WORK TO COMPLETE: Your task is to reproduce exactly the lines from the line with "Mark every instance of the kitchen" through the end of the records below.

BEGIN DATA SHOWN

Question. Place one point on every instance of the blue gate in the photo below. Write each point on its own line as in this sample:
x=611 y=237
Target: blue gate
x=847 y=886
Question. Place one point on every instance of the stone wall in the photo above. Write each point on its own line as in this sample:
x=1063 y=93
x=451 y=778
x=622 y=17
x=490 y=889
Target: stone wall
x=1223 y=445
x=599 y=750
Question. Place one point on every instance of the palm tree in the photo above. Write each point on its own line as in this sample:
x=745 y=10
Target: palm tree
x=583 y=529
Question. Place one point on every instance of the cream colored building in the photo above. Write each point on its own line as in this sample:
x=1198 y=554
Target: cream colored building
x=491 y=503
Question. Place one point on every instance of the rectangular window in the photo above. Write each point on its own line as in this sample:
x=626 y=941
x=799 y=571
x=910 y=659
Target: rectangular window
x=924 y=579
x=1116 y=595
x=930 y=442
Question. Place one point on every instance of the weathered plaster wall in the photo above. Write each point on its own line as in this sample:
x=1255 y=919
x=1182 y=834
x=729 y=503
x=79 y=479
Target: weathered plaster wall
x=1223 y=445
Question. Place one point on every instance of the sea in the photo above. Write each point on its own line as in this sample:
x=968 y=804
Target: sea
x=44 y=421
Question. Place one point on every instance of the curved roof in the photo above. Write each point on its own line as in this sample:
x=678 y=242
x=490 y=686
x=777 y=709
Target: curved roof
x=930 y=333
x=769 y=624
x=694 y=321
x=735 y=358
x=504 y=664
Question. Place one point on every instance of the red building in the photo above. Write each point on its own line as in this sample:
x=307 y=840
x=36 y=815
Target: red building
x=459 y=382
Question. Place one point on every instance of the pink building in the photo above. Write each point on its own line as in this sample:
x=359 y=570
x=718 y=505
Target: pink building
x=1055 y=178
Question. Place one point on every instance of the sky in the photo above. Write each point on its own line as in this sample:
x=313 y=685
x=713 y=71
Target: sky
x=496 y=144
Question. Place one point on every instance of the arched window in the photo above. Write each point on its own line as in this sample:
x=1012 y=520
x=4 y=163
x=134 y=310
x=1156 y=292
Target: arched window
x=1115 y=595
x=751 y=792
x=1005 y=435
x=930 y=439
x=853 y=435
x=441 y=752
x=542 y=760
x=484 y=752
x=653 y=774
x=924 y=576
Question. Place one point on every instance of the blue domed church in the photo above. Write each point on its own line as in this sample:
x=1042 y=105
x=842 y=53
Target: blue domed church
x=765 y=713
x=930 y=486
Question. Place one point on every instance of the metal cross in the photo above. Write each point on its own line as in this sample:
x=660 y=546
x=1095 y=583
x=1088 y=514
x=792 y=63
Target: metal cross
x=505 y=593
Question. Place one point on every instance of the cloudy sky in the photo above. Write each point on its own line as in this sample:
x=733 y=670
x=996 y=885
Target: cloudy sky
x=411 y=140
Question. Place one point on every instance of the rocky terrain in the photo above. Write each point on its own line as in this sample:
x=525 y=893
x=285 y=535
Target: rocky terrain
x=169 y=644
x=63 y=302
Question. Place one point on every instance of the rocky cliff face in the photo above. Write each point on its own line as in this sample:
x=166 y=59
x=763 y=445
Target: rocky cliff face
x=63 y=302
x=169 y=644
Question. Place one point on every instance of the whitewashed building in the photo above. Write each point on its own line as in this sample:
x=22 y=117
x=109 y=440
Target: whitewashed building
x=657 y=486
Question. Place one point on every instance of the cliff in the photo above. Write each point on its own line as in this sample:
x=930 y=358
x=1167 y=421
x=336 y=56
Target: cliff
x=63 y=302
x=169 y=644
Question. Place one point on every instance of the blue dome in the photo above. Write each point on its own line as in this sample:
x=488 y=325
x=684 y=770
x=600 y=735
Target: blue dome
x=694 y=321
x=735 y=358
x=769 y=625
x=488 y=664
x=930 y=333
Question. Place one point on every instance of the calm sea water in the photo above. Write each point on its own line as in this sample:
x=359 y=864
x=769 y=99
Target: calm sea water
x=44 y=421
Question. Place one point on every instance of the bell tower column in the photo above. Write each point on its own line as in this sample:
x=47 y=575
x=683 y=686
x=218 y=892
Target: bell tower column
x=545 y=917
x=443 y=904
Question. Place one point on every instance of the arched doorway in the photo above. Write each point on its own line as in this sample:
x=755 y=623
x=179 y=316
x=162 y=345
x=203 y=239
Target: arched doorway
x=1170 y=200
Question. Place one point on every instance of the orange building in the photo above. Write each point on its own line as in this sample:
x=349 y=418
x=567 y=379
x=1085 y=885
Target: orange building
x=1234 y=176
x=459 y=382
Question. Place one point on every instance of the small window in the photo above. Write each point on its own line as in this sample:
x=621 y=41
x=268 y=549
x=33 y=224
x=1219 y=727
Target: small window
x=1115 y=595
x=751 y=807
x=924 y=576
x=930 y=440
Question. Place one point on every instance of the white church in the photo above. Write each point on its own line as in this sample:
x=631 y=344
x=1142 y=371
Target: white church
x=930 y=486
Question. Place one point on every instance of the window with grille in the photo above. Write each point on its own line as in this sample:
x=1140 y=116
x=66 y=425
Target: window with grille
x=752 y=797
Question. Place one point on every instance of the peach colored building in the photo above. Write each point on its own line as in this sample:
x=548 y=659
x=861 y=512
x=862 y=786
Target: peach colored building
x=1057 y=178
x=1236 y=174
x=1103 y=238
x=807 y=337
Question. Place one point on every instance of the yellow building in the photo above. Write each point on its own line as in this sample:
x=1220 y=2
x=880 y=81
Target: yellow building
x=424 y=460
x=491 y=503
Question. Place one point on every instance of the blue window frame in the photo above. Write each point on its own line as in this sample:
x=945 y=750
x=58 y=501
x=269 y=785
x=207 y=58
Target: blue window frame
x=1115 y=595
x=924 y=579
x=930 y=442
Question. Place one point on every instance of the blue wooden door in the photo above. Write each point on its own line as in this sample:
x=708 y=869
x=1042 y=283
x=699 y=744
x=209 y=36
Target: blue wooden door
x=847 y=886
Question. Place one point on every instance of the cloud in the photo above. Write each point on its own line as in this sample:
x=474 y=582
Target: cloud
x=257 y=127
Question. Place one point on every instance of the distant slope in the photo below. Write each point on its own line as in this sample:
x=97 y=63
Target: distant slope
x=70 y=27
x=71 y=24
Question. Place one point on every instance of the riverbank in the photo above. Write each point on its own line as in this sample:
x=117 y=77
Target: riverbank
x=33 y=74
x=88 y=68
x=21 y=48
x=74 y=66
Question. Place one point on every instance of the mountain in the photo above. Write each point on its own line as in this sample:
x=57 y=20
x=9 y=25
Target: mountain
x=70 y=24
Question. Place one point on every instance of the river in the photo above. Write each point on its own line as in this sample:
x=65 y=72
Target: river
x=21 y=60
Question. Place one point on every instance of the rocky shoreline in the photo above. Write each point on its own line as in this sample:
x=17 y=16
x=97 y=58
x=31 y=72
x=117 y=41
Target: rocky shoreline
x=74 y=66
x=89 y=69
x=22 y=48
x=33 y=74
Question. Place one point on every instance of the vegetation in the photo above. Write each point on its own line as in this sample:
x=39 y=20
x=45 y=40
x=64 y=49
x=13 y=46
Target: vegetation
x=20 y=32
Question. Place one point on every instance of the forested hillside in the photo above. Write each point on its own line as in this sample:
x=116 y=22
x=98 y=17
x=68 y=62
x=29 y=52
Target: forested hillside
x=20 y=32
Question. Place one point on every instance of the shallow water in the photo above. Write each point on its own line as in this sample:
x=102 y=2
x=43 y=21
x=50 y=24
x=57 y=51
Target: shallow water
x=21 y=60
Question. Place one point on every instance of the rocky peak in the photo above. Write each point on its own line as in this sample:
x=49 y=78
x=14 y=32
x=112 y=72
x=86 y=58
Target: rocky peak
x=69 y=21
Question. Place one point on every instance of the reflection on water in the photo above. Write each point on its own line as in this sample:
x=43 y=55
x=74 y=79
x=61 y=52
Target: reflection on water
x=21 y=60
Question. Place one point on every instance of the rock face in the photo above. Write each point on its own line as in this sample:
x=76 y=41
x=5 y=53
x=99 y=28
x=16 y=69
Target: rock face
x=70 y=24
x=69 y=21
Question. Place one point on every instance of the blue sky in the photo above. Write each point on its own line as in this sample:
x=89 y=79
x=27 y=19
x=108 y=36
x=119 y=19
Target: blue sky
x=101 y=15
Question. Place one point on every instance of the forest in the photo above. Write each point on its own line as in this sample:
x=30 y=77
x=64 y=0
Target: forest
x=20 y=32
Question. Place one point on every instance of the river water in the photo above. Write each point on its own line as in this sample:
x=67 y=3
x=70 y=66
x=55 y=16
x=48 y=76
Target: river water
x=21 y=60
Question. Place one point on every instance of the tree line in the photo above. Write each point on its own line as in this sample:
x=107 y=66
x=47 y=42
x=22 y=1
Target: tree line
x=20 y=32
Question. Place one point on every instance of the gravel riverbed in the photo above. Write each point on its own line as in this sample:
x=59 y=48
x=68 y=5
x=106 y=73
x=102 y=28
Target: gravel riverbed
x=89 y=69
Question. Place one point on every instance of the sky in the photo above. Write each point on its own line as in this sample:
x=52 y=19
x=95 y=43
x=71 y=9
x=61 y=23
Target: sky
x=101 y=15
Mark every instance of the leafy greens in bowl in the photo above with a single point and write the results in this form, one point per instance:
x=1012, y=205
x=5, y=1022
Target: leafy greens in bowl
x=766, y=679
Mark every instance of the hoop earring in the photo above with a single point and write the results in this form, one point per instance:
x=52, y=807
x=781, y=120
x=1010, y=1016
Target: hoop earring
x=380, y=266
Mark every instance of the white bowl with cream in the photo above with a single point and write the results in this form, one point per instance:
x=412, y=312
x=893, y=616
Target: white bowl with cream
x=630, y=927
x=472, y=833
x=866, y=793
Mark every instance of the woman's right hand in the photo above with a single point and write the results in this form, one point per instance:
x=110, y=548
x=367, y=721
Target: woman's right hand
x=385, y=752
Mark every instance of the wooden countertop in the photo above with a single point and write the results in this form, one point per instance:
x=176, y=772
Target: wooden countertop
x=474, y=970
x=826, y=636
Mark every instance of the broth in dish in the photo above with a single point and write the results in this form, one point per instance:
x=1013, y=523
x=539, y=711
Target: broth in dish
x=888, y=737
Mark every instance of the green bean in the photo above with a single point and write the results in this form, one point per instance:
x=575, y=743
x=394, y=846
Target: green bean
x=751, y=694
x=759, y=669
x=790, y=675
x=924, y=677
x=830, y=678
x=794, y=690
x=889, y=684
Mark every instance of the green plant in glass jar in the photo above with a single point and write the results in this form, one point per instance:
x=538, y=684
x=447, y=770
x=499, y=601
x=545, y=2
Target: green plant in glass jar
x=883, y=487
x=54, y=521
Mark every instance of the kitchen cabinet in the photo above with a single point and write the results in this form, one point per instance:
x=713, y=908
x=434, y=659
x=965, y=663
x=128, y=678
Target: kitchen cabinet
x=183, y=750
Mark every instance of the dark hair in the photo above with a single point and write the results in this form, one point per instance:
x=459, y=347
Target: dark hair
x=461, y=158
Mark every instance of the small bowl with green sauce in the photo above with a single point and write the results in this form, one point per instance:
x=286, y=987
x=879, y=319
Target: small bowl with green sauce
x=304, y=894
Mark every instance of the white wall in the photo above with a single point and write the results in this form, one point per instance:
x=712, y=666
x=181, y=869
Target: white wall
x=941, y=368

END DATA SHOWN

RESPONSE:
Mark every instance of the kitchen cabinet in the photo above with a single point and write the results in this form, one point per instance:
x=713, y=908
x=434, y=659
x=965, y=663
x=128, y=678
Target: kitchen cabinet
x=183, y=750
Mark every instance of the dark hair in the photo above with a single point and write the results in this form, one point per instance:
x=459, y=347
Target: dark hair
x=461, y=158
Mark every instance of the small bowl with green sauce in the photo above with a single point and write the results in this form, one point per instance:
x=286, y=987
x=879, y=319
Target: small bowl with green sauce
x=304, y=894
Mark every instance of the white wall in the photo above with a single point and write the results in this form, one point per instance:
x=712, y=666
x=181, y=869
Target: white wall
x=941, y=368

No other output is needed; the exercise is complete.